= WRITTEN PROBLEM =
Arrange the lines of the entries below as a JSON list of strings, one string per line, leaving out blank lines. Include only the part that opens with the line containing "pixel 14 105." and closes with the line containing "pixel 668 313", both lines included.

= RECORDS FOR PROCESSING =
>> START

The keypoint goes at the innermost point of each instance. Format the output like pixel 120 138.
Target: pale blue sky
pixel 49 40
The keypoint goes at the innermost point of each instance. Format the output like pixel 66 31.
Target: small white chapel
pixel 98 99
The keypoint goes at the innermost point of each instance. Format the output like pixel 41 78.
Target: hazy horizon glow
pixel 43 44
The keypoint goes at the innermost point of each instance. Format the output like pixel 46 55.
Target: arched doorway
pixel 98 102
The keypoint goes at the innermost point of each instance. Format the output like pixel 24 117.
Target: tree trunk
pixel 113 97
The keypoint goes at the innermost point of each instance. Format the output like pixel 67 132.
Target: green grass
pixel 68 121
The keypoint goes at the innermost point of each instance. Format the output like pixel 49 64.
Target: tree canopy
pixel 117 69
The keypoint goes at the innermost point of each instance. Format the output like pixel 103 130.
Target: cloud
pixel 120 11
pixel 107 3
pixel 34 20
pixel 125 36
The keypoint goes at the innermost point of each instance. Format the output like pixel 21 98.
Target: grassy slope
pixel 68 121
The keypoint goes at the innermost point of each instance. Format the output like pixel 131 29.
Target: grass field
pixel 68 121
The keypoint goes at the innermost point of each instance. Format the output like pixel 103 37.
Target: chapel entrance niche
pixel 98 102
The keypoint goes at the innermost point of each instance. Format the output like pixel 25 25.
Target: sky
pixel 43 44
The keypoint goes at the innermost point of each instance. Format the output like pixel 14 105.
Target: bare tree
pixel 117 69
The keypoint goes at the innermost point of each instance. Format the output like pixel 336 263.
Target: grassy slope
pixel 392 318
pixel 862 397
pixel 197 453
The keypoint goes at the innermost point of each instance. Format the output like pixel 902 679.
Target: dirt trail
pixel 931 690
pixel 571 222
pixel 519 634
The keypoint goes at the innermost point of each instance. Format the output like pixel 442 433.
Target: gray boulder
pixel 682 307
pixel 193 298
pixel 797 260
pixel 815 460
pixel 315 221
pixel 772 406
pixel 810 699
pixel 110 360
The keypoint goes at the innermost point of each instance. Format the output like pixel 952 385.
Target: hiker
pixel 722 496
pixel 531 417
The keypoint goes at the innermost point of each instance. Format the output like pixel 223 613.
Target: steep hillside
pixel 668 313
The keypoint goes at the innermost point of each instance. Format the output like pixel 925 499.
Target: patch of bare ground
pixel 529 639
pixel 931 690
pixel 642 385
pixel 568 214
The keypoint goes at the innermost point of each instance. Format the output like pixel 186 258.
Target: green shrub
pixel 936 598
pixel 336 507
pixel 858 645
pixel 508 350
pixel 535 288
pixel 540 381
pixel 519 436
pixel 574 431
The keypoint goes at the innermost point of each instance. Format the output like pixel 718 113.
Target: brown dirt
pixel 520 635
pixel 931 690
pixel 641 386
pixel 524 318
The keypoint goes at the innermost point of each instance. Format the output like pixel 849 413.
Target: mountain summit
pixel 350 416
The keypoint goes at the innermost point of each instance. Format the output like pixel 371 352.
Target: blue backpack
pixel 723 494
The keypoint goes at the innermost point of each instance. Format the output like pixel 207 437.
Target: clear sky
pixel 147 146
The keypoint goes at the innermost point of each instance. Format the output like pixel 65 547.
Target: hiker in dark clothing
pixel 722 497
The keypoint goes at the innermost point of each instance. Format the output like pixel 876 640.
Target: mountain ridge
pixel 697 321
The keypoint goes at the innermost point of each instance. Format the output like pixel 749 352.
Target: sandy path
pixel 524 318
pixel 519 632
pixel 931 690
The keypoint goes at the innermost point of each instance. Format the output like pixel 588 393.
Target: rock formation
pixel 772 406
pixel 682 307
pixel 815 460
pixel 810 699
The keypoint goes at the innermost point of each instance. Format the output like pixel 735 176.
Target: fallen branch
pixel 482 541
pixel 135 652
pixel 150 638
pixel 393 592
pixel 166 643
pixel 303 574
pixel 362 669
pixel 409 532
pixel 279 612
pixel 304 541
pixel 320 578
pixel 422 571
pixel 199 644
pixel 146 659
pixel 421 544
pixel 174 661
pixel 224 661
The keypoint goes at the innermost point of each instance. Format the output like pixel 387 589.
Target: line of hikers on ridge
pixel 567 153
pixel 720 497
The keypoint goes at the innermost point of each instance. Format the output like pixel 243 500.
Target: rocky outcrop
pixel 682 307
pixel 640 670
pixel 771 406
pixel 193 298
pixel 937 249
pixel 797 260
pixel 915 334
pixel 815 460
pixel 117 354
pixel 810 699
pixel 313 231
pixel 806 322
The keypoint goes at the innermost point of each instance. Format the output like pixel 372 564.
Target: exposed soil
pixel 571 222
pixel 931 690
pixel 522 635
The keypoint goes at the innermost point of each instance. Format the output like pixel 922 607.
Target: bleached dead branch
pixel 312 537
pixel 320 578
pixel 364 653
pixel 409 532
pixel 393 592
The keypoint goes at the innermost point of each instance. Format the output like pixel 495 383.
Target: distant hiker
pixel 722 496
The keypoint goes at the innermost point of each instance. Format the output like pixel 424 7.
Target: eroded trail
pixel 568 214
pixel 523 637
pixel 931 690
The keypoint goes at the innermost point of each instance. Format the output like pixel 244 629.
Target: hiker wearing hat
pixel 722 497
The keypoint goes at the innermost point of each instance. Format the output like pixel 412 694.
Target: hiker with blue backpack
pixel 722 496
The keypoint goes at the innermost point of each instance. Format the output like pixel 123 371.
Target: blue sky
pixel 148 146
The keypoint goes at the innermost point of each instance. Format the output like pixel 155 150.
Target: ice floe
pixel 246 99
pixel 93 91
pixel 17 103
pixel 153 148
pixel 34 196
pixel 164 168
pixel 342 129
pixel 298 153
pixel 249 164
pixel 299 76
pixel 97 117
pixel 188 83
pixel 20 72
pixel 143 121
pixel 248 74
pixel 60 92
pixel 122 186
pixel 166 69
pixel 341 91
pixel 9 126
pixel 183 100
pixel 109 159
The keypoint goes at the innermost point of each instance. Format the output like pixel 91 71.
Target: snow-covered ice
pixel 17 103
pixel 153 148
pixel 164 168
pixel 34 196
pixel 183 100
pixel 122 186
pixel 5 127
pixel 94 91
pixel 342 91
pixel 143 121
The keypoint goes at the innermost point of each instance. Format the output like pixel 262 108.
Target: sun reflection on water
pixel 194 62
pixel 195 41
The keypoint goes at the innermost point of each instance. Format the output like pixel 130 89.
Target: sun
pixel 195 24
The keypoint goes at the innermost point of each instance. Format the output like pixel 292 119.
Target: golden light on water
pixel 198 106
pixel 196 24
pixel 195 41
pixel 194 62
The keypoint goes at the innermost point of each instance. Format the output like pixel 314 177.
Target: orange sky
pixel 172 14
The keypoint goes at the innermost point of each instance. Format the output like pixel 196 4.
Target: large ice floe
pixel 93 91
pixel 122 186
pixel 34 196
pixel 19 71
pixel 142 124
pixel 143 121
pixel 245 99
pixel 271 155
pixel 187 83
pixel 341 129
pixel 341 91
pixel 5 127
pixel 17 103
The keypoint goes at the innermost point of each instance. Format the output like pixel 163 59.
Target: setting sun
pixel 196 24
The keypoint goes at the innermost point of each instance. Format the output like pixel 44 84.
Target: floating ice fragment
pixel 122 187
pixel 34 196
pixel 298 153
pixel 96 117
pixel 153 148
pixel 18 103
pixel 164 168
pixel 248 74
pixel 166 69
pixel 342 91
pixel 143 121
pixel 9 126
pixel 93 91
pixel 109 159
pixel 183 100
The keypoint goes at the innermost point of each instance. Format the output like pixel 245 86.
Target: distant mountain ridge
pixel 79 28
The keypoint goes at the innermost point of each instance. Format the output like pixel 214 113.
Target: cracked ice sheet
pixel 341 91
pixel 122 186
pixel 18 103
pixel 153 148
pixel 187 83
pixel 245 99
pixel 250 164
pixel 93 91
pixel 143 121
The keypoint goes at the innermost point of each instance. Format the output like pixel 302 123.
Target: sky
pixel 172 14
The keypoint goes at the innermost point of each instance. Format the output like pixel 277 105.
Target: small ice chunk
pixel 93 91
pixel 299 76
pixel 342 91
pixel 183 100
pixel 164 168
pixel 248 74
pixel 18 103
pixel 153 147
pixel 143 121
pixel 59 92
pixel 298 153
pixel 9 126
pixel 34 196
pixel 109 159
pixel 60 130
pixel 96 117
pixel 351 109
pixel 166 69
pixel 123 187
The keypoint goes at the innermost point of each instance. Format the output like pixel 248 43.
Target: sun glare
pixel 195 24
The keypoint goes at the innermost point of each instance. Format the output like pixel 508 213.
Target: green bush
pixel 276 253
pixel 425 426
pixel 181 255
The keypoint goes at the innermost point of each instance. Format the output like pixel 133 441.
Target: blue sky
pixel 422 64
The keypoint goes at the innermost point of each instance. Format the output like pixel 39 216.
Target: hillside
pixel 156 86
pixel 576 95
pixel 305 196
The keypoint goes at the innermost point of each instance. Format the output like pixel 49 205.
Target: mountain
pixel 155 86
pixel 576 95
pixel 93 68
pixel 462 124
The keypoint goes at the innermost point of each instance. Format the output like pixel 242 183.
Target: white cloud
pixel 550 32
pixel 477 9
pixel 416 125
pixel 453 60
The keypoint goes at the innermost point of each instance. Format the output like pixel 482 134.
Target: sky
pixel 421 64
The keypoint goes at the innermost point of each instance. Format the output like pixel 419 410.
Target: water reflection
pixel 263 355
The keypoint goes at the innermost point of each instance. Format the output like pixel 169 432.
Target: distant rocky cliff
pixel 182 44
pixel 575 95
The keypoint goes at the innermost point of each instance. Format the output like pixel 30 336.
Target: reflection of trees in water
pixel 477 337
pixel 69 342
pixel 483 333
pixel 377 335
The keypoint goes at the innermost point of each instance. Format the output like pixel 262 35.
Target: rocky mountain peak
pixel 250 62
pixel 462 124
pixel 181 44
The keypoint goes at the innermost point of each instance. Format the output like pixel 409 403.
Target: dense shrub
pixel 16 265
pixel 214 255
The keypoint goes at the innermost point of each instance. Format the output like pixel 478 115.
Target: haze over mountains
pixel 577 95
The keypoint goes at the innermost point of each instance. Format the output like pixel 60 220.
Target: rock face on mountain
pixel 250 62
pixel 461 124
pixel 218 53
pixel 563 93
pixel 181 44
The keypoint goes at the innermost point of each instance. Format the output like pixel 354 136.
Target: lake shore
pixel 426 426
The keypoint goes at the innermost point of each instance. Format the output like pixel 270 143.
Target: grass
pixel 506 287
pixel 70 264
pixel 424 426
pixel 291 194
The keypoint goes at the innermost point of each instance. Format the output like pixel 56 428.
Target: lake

>> END

= TASK RESULT =
[
  "The keypoint goes at the innermost point of each instance. Format the output like pixel 14 105.",
  "Target: bare tree",
  "pixel 117 69",
  "The keypoint goes at the innermost point of each instance. Format the output like pixel 336 263.",
  "Target: grassy slope",
  "pixel 392 318",
  "pixel 862 397",
  "pixel 197 453",
  "The keypoint goes at the innermost point of each instance. Format the output like pixel 902 679.",
  "Target: dirt trail",
  "pixel 931 690",
  "pixel 571 222",
  "pixel 519 634",
  "The keypoint goes at the innermost point of each instance. Format the output like pixel 442 433.",
  "Target: gray boulder",
  "pixel 682 307",
  "pixel 193 298",
  "pixel 797 260",
  "pixel 815 460",
  "pixel 315 221",
  "pixel 772 406",
  "pixel 810 699",
  "pixel 110 360",
  "The keypoint goes at the innermost point of each instance. Format the output like pixel 952 385.",
  "Target: hiker",
  "pixel 722 496",
  "pixel 531 417",
  "The keypoint goes at the innermost point of each instance. Format the output like pixel 223 613.",
  "Target: steep hillside",
  "pixel 668 313"
]